[ACTION ITEM] Copy the records below exactly. Include all of them.

★ ★ ★

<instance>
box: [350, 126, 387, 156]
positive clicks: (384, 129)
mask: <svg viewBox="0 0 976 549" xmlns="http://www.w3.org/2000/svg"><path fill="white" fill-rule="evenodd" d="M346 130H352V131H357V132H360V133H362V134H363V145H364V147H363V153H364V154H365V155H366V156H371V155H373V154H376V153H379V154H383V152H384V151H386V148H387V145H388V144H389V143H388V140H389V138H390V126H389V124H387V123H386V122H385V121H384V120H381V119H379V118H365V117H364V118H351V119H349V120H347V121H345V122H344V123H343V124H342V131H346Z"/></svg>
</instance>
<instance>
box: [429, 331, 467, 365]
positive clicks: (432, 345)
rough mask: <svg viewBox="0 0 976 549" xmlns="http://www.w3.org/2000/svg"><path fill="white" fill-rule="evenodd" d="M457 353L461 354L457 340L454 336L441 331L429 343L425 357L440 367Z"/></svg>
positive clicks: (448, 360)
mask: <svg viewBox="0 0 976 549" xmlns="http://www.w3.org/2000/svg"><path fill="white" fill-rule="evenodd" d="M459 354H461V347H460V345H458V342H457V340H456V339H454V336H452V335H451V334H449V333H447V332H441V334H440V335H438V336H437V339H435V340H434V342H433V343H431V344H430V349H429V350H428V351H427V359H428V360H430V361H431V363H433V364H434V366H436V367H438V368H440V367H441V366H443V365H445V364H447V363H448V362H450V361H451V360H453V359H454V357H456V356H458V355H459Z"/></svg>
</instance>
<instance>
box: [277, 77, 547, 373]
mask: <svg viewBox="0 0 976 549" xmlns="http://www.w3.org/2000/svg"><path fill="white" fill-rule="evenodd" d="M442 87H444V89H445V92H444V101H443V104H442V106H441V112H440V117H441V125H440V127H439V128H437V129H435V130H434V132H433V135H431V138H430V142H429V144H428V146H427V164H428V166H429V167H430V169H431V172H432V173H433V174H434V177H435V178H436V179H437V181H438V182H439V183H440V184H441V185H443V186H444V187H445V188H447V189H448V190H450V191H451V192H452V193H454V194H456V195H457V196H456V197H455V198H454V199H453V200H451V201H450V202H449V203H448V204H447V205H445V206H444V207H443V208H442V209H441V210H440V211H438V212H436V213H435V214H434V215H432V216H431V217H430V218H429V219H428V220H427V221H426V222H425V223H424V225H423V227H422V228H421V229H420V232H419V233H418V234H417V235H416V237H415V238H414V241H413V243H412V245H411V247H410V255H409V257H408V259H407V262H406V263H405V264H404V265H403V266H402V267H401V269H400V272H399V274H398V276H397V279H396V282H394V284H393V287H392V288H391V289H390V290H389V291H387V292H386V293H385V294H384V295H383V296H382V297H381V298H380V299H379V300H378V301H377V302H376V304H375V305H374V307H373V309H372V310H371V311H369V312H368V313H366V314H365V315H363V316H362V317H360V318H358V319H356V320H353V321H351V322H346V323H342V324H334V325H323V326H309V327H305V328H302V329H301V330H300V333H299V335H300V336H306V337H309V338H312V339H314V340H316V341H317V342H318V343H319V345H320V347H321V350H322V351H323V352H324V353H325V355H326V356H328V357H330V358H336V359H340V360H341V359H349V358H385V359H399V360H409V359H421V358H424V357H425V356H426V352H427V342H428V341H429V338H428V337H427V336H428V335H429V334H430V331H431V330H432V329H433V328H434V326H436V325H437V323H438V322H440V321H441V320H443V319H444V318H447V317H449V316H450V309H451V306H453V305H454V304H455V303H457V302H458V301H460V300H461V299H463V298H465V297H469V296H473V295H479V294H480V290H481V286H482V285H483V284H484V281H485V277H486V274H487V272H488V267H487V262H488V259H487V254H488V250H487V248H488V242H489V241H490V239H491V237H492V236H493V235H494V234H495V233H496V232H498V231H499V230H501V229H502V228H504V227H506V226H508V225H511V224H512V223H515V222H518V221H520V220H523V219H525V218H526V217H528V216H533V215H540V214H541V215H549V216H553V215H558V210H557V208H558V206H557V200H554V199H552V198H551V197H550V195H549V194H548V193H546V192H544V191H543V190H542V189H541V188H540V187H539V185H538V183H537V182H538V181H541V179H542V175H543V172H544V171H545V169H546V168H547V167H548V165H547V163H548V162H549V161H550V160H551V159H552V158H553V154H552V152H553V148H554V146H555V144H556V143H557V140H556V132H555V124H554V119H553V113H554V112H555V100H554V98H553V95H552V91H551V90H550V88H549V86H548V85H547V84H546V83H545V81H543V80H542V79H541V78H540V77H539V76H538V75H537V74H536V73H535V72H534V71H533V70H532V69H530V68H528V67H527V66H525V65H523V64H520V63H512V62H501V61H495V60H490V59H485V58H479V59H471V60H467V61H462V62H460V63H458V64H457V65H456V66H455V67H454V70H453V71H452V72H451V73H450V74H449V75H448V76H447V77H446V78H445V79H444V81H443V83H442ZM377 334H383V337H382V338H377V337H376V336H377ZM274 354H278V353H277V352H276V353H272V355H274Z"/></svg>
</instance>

★ ★ ★

[WRITTEN ANSWER]
<instance>
box: [350, 126, 387, 156]
positive clicks: (384, 129)
mask: <svg viewBox="0 0 976 549" xmlns="http://www.w3.org/2000/svg"><path fill="white" fill-rule="evenodd" d="M346 130H352V131H357V132H360V133H362V134H363V145H364V147H363V153H364V154H365V155H366V156H371V155H373V154H376V153H379V154H383V152H384V151H386V148H387V145H388V144H389V143H388V140H389V138H390V126H389V124H387V123H386V122H385V121H384V120H381V119H379V118H365V117H364V118H351V119H349V120H347V121H345V122H344V123H343V124H342V131H346Z"/></svg>
</instance>
<instance>
box: [429, 331, 467, 365]
positive clicks: (432, 345)
rough mask: <svg viewBox="0 0 976 549" xmlns="http://www.w3.org/2000/svg"><path fill="white" fill-rule="evenodd" d="M457 353L461 354L457 340L454 336L441 331L429 343L425 357L440 367Z"/></svg>
positive clicks: (448, 360)
mask: <svg viewBox="0 0 976 549" xmlns="http://www.w3.org/2000/svg"><path fill="white" fill-rule="evenodd" d="M459 354H461V347H460V345H458V342H457V340H456V339H454V336H452V335H451V334H449V333H447V332H441V334H440V335H438V336H437V339H435V340H434V342H433V343H431V344H430V349H429V350H428V351H427V359H428V360H430V361H431V363H433V364H434V366H436V367H438V368H440V367H441V366H443V365H445V364H447V363H448V362H450V361H451V360H453V359H454V357H456V356H458V355H459Z"/></svg>
</instance>
<instance>
box: [277, 77, 547, 373]
mask: <svg viewBox="0 0 976 549" xmlns="http://www.w3.org/2000/svg"><path fill="white" fill-rule="evenodd" d="M442 87H444V89H445V92H444V101H443V104H442V106H441V112H440V117H441V125H440V127H439V128H437V129H435V130H434V132H433V135H431V138H430V142H429V144H428V146H427V164H428V166H429V167H430V169H431V172H432V173H433V174H434V177H435V178H436V179H437V181H438V182H439V183H440V184H441V185H443V186H444V187H445V188H447V189H448V190H450V191H451V192H452V193H454V194H456V195H457V196H456V197H455V198H454V199H453V200H451V201H450V202H449V203H448V204H447V205H445V206H444V207H443V208H442V209H441V210H440V211H438V212H436V213H435V214H434V215H432V216H431V217H430V218H429V219H428V220H427V221H426V222H425V223H424V225H423V227H422V228H421V229H420V232H419V233H418V234H417V235H416V237H415V238H414V241H413V243H412V245H411V247H410V255H409V257H408V259H407V262H406V263H405V264H404V265H403V266H402V267H401V269H400V272H399V274H398V276H397V279H396V282H394V284H393V287H392V288H391V289H390V290H389V291H387V292H386V293H385V294H384V295H383V296H382V297H381V298H380V299H379V300H378V301H377V302H376V304H375V305H374V307H373V309H372V310H371V311H369V312H368V313H366V314H365V315H363V316H362V317H360V318H358V319H356V320H353V321H351V322H346V323H342V324H334V325H323V326H309V327H305V328H302V329H301V330H300V333H299V335H300V336H306V337H309V338H312V339H314V340H316V341H317V342H318V343H319V345H320V347H321V350H322V351H323V352H324V353H325V355H326V356H328V357H330V358H336V359H340V360H341V359H349V358H385V359H399V360H409V359H421V358H424V357H425V356H426V352H427V342H428V341H429V338H428V337H427V336H428V335H429V334H430V331H431V330H432V329H433V328H434V326H436V325H437V323H438V322H440V321H441V320H443V319H444V318H447V317H449V316H450V309H451V306H453V305H454V304H455V303H457V302H458V301H460V300H461V299H463V298H465V297H469V296H473V295H479V294H480V290H481V286H482V285H483V284H484V281H485V277H486V274H487V272H488V267H487V262H488V259H487V254H488V250H487V248H488V242H489V241H490V239H491V237H492V236H493V235H494V234H495V233H496V232H498V231H499V230H501V229H502V228H504V227H506V226H508V225H511V224H512V223H515V222H518V221H520V220H523V219H525V218H526V217H528V216H533V215H540V214H541V215H549V216H553V215H558V210H557V208H558V206H557V200H554V199H552V198H551V197H550V195H549V194H548V193H546V192H544V191H543V190H542V189H541V188H540V187H539V185H538V183H537V182H538V181H541V179H542V175H543V172H544V171H545V169H546V168H547V167H548V165H547V163H548V162H549V161H550V160H551V159H552V158H553V154H552V152H553V148H554V146H555V144H556V143H557V140H556V132H555V124H554V119H553V113H554V112H555V100H554V98H553V95H552V91H551V90H550V88H549V86H548V85H547V84H546V83H545V81H543V80H542V79H541V78H540V77H539V76H538V75H537V74H536V73H535V72H534V71H533V70H532V69H530V68H528V67H527V66H525V65H523V64H520V63H512V62H501V61H495V60H490V59H485V58H479V59H471V60H467V61H462V62H460V63H458V64H457V65H456V66H455V67H454V70H453V71H452V72H451V73H450V74H449V75H448V76H447V77H446V78H445V79H444V81H443V83H442ZM377 334H383V337H382V338H377V337H376V336H377ZM274 354H278V353H277V352H276V353H272V355H274Z"/></svg>
</instance>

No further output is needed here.